#### [Your task]
Render the rows below as a numbered list, starting at the first row and continuing down through the row that contains "[0,487,1345,896]", both included. Leave out any blank lines.
╭─ Data supplied
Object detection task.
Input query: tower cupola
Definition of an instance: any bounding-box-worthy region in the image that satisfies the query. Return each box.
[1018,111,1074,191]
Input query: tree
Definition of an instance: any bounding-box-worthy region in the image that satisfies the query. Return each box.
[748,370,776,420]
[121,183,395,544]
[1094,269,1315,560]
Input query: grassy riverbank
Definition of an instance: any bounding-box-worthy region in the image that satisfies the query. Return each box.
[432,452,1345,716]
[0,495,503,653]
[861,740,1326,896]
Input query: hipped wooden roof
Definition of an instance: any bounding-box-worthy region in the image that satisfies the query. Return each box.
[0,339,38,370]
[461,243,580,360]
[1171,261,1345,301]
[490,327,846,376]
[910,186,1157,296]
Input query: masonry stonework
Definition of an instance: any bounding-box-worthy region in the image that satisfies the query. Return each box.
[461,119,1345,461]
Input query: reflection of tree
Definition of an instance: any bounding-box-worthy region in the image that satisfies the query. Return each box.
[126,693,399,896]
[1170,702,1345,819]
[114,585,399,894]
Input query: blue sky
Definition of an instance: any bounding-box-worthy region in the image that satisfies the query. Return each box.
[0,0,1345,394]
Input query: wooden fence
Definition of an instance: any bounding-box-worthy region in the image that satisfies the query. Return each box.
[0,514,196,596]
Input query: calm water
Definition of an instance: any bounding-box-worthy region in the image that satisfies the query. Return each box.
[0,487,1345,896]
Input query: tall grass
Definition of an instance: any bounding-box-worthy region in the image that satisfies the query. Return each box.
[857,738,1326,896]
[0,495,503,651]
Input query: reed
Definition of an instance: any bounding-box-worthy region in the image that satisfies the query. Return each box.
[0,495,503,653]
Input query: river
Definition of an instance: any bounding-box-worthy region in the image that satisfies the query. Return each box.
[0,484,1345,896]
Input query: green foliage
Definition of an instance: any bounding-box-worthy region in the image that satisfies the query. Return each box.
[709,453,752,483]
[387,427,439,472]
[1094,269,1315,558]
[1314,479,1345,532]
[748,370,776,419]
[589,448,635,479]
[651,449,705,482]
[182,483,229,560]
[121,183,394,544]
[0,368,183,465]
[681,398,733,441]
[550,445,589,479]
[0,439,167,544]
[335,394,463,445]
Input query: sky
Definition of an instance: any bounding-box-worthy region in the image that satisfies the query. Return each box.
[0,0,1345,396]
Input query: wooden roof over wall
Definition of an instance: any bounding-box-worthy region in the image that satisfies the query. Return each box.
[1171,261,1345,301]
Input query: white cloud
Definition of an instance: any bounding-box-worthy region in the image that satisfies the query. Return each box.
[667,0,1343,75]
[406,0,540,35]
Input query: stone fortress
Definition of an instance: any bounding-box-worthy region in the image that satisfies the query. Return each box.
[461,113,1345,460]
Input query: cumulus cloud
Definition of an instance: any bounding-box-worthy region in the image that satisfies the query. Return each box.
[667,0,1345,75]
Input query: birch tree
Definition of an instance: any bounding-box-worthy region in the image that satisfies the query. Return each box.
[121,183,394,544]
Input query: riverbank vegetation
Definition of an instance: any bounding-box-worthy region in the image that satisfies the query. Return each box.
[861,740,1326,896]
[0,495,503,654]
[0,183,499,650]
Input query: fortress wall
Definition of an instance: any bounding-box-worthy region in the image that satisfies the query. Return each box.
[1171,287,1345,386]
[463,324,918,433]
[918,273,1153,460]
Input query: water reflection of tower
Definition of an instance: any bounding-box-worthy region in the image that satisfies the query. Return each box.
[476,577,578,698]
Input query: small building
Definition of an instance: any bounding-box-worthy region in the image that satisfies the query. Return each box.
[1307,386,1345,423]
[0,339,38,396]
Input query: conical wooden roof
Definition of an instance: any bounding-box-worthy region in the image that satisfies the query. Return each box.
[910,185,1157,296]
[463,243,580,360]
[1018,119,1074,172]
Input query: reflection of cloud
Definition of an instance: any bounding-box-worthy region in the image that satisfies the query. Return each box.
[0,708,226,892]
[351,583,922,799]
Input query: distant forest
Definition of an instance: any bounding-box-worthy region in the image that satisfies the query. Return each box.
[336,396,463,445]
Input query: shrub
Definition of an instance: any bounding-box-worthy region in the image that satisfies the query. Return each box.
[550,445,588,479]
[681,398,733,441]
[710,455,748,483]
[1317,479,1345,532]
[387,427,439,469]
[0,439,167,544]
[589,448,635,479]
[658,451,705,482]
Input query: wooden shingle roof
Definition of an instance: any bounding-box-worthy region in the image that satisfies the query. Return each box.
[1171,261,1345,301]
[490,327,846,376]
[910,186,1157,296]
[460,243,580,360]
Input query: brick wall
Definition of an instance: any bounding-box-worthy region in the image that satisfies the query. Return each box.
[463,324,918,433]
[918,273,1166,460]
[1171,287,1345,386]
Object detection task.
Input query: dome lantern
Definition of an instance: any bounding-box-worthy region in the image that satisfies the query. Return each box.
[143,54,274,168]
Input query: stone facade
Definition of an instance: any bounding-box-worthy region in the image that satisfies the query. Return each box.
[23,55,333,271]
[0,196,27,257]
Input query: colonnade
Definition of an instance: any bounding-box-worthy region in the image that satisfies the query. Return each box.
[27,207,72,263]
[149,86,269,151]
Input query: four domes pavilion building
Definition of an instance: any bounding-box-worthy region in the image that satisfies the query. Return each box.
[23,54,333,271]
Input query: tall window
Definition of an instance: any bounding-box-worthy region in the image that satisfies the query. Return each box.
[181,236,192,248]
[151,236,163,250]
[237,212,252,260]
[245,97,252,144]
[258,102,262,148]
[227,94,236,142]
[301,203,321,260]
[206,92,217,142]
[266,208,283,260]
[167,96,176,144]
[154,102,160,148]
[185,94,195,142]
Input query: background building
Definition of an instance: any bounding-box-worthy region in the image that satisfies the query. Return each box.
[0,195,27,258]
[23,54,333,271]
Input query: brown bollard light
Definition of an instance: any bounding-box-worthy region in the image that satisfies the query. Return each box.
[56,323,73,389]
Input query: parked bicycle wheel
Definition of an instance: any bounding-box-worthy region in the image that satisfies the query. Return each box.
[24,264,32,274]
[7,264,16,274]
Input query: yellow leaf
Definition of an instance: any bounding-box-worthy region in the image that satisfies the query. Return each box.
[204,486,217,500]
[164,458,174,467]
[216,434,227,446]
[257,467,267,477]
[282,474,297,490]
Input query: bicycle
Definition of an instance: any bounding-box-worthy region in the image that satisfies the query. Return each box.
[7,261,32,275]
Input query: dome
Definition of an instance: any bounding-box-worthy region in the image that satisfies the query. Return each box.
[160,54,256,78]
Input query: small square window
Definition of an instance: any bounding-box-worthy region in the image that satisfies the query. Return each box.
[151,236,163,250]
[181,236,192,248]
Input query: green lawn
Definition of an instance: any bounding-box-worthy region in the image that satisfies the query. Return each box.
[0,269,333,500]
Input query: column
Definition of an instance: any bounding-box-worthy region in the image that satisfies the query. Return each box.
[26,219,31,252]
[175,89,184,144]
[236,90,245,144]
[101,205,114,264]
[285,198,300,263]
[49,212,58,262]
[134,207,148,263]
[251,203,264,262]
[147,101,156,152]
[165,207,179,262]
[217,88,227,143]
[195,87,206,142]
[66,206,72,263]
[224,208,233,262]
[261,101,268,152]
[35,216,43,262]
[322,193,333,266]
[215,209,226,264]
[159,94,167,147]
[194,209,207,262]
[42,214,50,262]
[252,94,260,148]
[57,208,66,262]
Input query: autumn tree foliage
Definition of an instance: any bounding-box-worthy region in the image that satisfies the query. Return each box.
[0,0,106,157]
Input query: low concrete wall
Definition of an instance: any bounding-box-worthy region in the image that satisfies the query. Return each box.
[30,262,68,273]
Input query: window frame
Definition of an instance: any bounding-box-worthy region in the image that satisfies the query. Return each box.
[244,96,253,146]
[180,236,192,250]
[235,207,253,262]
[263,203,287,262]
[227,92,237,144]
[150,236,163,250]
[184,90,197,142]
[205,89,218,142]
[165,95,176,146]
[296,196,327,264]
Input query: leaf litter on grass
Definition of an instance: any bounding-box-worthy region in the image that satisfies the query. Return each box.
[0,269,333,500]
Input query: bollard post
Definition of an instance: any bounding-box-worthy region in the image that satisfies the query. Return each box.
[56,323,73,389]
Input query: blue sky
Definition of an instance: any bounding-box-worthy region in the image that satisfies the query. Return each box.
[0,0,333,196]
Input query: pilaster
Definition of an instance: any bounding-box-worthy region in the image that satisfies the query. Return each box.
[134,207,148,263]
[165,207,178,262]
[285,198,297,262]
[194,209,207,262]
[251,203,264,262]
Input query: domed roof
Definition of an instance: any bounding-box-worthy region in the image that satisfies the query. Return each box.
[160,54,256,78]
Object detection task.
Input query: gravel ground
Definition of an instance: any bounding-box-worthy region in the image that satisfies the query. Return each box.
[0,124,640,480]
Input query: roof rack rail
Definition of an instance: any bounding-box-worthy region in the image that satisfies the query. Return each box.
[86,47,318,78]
╰─
#### [Written reply]
1. Object detection task.
2. Input query: tower cupola
3. Definition of an instance: any bounding-box-worthy region in the image that satisfies the query. Return each box.
4. [1018,111,1074,191]
5. Input query: tree
6. Definition of an instance: any bounding-box-worthy region in the image that satisfies the query. Return each box.
7. [748,370,776,420]
8. [121,183,395,544]
9. [1094,269,1315,560]
10. Input query: grassy riverbank
11. Definition of an instance: any bounding-box-worthy region in the image that satisfies the query. Return each box.
12. [432,452,1345,716]
13. [0,495,503,653]
14. [861,740,1326,896]
15. Input query: hipped wooden roof
16. Definition of an instance: any bounding-box-worthy region in the image that satisfies the query. Return each box.
17. [0,339,38,370]
18. [461,243,580,360]
19. [1171,261,1345,301]
20. [490,327,846,376]
21. [910,186,1157,296]
22. Input query: masonry stonework
23. Definition of an instance: any bounding-box-worthy region in the image that satisfies the query. Return each box.
24. [461,119,1345,461]
25. Input query: reflection of tree
26. Definition of an instance: any bounding-box-worthy region in the image that satisfies the query. Return each box.
27. [126,693,399,896]
28. [1170,702,1345,819]
29. [114,585,399,894]
30. Input query: blue sky
31. Definition of an instance: any bounding-box-worthy region in the image that satisfies the query. Return each box.
32. [0,0,1345,394]
33. Input query: wooden fence
34. Definition of an instance: any bounding-box-worthy region in the image that satisfies the query. Return each box.
35. [0,514,196,596]
36. Input query: calm water
37. Definition of an instance: any bounding-box-worthy region in the image that satisfies the query. Return each box.
38. [0,487,1345,896]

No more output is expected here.